▸ Work required
The lines below starting at the line containing "326H404L408 338L420 336L415" and ending at the line containing "317L495 313L195 401L199" are to be repeated exactly, with both ends kept and nothing else added.

[[ The data open ]]

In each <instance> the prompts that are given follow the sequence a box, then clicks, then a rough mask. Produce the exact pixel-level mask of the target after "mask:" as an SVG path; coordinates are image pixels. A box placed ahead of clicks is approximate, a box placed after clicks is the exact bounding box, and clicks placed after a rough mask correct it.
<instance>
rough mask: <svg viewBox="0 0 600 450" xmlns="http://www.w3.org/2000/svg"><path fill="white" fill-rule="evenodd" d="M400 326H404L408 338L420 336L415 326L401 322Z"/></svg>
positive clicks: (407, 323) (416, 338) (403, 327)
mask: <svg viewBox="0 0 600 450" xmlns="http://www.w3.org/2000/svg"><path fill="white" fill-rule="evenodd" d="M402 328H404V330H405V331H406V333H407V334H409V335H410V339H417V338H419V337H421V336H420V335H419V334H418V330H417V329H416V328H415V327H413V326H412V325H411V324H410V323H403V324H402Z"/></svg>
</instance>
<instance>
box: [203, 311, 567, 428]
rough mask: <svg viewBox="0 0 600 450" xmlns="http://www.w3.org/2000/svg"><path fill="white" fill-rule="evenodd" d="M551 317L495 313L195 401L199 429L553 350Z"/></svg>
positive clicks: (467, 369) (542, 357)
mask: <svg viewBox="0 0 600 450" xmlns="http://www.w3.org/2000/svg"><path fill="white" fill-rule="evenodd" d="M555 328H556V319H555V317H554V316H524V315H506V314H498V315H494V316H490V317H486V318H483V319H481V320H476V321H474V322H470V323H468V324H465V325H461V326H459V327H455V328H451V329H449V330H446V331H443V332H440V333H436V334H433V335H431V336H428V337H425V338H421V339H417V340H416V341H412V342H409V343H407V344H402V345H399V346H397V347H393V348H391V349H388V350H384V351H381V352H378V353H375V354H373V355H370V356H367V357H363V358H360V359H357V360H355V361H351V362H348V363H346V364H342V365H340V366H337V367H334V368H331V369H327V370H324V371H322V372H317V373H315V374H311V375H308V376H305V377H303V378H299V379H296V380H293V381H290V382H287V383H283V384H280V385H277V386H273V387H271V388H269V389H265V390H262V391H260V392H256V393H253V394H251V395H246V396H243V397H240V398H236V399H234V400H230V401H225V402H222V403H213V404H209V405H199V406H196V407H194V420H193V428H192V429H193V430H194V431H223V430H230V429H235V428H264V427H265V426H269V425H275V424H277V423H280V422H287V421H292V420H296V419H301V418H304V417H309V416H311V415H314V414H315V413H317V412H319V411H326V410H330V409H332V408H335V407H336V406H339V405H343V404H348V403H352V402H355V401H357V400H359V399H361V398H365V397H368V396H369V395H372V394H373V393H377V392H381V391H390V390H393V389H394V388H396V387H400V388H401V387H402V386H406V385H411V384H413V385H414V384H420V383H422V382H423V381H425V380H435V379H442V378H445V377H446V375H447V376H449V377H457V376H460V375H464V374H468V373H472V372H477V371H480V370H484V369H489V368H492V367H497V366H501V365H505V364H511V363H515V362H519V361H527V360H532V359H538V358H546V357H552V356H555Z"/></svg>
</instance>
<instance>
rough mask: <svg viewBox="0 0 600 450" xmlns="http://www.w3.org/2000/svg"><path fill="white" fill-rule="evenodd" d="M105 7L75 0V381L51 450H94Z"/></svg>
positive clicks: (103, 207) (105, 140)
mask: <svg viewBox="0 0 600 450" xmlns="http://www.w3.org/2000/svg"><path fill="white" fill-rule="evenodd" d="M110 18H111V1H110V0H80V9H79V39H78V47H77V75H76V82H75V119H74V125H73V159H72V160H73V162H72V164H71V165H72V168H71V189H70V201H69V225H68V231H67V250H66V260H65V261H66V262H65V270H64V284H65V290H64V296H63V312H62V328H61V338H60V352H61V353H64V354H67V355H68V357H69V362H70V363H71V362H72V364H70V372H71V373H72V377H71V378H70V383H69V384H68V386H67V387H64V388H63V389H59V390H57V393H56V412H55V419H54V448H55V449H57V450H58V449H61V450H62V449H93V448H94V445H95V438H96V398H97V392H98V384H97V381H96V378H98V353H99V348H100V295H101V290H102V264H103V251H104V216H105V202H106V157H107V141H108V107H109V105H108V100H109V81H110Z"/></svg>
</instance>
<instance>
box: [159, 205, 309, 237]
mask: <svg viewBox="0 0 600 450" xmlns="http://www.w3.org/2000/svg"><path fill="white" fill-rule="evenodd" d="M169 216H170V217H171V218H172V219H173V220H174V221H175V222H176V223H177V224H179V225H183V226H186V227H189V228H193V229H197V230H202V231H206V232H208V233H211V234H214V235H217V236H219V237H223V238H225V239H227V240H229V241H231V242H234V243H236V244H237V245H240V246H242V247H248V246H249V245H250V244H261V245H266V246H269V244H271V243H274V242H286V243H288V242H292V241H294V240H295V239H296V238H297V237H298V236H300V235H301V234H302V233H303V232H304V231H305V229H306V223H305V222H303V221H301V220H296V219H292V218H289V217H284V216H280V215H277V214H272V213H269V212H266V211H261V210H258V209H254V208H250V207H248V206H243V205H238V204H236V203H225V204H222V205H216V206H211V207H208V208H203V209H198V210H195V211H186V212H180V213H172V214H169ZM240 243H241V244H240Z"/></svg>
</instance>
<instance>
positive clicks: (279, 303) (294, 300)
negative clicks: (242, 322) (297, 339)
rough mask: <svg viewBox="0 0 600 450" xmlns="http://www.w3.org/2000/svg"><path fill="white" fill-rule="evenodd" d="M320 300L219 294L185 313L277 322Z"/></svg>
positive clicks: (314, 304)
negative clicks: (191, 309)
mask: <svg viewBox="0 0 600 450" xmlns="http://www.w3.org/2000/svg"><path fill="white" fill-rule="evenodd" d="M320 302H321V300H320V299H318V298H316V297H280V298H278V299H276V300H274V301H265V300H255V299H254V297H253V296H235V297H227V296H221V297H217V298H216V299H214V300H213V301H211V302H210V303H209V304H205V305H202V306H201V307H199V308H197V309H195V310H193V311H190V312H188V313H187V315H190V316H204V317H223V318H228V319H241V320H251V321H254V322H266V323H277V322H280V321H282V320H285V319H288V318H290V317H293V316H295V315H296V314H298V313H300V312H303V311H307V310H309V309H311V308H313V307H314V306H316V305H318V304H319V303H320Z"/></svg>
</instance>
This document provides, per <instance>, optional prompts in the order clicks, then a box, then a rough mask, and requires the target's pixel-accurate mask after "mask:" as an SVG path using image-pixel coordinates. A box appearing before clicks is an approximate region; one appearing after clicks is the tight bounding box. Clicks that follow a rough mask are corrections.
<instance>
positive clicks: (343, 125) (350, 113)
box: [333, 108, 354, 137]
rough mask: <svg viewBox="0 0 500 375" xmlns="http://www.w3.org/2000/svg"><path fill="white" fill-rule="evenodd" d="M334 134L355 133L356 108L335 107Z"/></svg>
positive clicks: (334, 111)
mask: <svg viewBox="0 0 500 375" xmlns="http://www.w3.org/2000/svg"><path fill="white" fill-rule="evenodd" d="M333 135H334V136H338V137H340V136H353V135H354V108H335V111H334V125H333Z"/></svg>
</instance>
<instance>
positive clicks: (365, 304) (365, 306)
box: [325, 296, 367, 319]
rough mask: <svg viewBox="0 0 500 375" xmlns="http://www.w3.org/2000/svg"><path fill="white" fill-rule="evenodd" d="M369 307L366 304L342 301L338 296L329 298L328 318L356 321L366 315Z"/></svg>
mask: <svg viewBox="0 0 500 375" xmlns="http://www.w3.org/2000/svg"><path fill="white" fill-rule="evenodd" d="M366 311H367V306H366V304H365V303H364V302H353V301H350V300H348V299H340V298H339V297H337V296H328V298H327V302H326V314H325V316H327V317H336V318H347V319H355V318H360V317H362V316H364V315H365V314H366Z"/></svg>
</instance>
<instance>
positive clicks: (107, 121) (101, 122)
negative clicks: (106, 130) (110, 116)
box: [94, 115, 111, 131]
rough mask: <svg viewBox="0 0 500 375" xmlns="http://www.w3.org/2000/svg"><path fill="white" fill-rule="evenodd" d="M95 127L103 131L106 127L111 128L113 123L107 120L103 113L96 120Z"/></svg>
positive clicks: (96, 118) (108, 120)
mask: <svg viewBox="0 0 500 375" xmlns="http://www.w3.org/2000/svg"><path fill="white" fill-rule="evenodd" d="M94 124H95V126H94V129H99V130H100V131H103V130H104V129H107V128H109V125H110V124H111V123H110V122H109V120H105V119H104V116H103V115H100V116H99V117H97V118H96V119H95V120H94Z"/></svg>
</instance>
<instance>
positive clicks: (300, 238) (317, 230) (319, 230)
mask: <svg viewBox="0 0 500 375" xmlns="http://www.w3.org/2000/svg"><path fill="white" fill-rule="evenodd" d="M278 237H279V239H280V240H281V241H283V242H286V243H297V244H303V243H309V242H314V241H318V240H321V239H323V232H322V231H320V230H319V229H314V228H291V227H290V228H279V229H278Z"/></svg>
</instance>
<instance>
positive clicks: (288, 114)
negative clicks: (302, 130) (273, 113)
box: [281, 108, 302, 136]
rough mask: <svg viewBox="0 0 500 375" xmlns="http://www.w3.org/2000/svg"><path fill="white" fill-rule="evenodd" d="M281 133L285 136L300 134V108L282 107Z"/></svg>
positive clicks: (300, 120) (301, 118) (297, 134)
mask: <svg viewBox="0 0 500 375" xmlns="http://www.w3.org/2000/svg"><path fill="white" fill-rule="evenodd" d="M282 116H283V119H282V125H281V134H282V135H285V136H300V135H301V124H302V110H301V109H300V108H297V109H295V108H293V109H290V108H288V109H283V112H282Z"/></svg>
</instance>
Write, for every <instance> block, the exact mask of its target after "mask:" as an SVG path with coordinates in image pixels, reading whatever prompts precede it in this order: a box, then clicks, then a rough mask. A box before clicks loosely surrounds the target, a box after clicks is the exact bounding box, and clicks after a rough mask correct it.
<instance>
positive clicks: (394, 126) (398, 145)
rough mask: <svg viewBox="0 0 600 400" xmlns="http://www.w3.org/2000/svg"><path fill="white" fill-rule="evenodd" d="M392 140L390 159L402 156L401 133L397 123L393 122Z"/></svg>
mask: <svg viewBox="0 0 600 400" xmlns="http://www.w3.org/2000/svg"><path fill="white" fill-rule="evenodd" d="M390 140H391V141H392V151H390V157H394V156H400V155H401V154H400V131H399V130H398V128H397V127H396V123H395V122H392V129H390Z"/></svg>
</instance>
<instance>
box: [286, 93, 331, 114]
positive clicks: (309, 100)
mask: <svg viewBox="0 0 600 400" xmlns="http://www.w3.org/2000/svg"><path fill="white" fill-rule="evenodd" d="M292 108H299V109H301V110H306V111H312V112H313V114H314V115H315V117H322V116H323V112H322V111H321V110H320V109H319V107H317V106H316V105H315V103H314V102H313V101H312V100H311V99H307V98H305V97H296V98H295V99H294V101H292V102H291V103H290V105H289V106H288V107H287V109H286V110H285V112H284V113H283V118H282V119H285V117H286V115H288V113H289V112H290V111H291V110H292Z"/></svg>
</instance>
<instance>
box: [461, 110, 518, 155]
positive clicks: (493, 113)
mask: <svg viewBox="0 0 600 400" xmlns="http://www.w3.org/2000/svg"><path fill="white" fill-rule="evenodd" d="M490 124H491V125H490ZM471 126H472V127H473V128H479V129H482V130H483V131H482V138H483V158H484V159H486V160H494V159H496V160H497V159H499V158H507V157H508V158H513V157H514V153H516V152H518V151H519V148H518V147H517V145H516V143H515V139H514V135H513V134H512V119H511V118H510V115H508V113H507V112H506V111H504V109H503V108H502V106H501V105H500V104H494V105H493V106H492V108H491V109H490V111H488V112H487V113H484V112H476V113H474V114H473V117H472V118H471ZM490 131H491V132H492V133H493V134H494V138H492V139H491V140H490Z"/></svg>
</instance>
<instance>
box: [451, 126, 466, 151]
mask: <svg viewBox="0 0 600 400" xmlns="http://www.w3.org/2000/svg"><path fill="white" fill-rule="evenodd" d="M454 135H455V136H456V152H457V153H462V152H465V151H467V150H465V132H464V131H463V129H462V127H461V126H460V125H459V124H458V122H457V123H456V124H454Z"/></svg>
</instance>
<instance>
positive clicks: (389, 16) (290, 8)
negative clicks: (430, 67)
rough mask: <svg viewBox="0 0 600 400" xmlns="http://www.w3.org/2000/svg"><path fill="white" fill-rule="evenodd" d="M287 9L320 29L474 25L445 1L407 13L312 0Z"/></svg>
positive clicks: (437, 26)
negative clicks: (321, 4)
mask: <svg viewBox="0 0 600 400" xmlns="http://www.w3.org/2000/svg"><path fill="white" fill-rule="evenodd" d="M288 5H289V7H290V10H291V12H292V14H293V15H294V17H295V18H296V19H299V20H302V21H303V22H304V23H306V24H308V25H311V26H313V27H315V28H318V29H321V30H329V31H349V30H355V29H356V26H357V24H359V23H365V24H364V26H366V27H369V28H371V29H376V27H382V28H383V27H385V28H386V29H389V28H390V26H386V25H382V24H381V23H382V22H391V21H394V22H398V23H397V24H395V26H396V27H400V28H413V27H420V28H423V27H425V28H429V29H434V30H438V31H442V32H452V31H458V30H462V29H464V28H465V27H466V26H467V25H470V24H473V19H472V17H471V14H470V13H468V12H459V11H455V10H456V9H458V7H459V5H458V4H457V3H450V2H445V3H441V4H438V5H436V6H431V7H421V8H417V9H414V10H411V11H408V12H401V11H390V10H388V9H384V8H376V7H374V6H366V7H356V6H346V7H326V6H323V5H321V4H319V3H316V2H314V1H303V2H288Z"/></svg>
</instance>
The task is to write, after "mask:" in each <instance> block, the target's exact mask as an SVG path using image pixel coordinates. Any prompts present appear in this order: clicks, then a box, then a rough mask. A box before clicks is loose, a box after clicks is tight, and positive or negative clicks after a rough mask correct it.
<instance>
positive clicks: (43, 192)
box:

[[ The data closed ]]

▸ Result below
rough mask: <svg viewBox="0 0 600 450" xmlns="http://www.w3.org/2000/svg"><path fill="white" fill-rule="evenodd" d="M400 326H404L408 338L420 336L415 326L401 322Z"/></svg>
positive clicks: (407, 323) (416, 338) (403, 327)
mask: <svg viewBox="0 0 600 450" xmlns="http://www.w3.org/2000/svg"><path fill="white" fill-rule="evenodd" d="M402 328H404V330H405V331H406V333H407V334H409V335H410V339H417V338H419V337H421V336H420V335H419V334H418V330H417V329H416V328H415V327H413V326H412V325H411V324H410V323H403V324H402Z"/></svg>
</instance>
<instance>
box: [203, 311, 567, 428]
rough mask: <svg viewBox="0 0 600 450" xmlns="http://www.w3.org/2000/svg"><path fill="white" fill-rule="evenodd" d="M551 317L495 313L195 401L199 429L553 350Z"/></svg>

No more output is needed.